- TEXT BLOCK -
Character actor par excellence James Whitmore had dozens upon dozens of film and TV credits on his lengthy resume -- everything from Broadway-spawned musicals (Kiss Me, Kate, Oklahoma!) to edgy crime dramas (The Asphalt Jungle, Madigan) to fact-based war stories (Battleground, Tora! Tora! Tora!) -- but I suspect that, depending on their age, most movie buffs remember him best as either the hard-bitten police sergeant who tangles with atomic-mutated ants in Them! (1954) or the tragic convict who can't cope with the pressures of post-prison freedom in The Shawshank Redemption (1994).
It was during a Toronto Film Festival press junket for the latter film that I had my one and only encounter with Whitmore, and I can say he was a very gracious and gregarious gent who laughed louder than anyone else at jokes about his long-term gig as TV pitchman for Miracle-Gro plant food. He also spoke very candidly about his past struggles to overcome alcohol abuse, and was extraordinarily compassionate toward me, a total stranger, as we discussed in private a similar struggle facing someone very dear to me. And he seemed richly amused when I told him how much I enjoyed him as part of a once-in-a-lifetime cast in The Split, an unjustly overlooked 1968 caper flick (based on a novel by Donald E. Westlake) that also provided gainful employment for Jim Brown, Diahann Carroll, Ernest Borgnine, Julie Harris, Jack Klugman, Donald Sutherland, Gene Hackman -- and Warren Oates.

- REQUIRED TASKS -
A. From the James Whitmore text above, copy the part that opens with the words containing "Character actor par" and closes with "Shawshank Redemption (1994).".
B. In the James Whitmore text above, at which film festival's press junket did the writer meet Whitmore?

- EXTRACTED ENTRIES -
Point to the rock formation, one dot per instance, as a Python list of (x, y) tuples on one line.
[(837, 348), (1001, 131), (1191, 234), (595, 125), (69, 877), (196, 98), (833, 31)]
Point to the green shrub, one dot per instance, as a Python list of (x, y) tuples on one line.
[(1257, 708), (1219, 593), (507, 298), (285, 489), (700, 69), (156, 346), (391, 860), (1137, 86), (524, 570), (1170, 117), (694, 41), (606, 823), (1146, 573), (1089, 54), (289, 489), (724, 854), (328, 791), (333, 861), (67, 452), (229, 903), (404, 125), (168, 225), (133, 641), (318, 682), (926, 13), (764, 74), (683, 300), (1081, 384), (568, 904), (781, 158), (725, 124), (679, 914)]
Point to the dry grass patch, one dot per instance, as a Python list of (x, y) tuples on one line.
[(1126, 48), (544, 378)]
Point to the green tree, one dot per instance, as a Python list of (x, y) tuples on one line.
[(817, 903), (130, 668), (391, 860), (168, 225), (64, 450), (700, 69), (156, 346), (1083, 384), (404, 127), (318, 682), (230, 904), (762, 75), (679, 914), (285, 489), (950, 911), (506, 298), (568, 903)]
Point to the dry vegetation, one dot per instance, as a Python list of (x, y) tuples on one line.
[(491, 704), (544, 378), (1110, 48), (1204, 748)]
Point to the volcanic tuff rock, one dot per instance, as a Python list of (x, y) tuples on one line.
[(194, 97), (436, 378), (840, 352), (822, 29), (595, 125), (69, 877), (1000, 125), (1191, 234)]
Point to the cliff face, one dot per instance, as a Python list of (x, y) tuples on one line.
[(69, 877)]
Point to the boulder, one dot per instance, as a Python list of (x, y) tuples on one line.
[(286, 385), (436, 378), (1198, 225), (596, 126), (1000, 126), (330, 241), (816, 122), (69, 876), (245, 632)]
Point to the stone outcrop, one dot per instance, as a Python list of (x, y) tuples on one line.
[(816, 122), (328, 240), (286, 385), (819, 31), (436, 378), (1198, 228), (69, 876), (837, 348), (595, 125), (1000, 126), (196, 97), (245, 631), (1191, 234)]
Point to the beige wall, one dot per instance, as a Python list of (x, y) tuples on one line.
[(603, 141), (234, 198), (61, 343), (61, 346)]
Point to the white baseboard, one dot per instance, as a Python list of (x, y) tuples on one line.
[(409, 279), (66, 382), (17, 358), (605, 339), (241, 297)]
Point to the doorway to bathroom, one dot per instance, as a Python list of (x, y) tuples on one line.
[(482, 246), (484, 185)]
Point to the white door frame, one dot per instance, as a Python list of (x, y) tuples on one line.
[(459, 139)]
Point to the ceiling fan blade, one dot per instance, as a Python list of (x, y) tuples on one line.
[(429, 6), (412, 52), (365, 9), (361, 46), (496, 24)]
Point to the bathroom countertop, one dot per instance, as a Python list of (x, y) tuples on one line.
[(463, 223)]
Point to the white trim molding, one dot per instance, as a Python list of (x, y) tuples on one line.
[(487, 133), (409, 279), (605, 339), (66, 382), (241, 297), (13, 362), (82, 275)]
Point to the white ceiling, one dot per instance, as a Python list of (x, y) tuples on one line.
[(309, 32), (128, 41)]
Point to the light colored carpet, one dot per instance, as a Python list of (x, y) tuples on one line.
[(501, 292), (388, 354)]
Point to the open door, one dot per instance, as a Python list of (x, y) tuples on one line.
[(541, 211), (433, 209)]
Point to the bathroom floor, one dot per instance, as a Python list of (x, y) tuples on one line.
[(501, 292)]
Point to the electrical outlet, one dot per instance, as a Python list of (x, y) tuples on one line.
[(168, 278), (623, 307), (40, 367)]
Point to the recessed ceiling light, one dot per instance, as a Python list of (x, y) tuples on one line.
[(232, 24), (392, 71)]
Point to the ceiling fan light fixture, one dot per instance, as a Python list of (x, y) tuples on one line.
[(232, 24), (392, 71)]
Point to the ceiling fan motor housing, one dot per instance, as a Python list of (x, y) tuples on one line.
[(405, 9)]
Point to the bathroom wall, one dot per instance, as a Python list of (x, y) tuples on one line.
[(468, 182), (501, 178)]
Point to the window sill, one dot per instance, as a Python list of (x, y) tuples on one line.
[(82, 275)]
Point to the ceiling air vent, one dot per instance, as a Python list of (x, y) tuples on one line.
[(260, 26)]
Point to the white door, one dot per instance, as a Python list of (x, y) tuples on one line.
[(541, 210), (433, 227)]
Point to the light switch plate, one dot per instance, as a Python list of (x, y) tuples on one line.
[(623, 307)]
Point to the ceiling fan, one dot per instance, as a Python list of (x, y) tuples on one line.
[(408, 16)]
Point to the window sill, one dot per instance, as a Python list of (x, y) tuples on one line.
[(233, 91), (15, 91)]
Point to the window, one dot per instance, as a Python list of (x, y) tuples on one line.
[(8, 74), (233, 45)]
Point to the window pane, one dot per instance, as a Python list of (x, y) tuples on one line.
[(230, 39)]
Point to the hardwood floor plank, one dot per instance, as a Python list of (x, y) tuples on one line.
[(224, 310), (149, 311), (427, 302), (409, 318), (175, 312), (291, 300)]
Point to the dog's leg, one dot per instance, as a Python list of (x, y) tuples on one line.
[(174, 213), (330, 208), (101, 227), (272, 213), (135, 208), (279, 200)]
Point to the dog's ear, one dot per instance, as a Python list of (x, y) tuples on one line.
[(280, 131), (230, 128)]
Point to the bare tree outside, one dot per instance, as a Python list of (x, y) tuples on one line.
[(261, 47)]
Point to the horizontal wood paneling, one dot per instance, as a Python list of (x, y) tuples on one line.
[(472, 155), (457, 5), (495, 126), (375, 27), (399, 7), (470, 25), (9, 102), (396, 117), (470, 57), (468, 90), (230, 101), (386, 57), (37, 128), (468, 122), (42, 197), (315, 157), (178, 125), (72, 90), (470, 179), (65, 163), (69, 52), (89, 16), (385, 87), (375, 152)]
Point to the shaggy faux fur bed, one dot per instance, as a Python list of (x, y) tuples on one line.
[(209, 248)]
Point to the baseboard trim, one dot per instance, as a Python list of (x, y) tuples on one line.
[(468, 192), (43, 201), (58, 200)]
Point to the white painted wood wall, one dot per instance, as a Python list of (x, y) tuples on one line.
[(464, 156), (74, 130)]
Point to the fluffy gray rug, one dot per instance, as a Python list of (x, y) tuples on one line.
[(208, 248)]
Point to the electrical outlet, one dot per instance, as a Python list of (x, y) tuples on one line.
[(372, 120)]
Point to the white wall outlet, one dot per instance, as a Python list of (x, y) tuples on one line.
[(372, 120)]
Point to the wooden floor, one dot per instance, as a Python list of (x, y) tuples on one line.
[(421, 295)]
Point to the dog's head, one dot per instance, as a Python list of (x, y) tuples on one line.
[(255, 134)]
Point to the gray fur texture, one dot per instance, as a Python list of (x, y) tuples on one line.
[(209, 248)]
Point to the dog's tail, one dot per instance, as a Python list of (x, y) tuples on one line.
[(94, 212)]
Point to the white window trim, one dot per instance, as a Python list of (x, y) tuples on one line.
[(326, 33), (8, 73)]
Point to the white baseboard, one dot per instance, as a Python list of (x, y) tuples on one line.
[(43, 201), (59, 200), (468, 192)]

- TASK-BY-TASK SOLUTIONS -
A.
Character actor par excellence James Whitmore had dozens upon dozens of film and TV credits on his lengthy resume -- everything from Broadway-spawned musicals (Kiss Me, Kate, Oklahoma!) to edgy crime dramas (The Asphalt Jungle, Madigan) to fact-based war stories (Battleground, Tora! Tora! Tora!) -- but I suspect that, depending on their age, most movie buffs remember him best as either the hard-bitten police sergeant who tangles with atomic-mutated ants in Them! (1954) or the tragic convict who can't cope with the pressures of post-prison freedom in The Shawshank Redemption (1994).

B. The Toronto Film Festival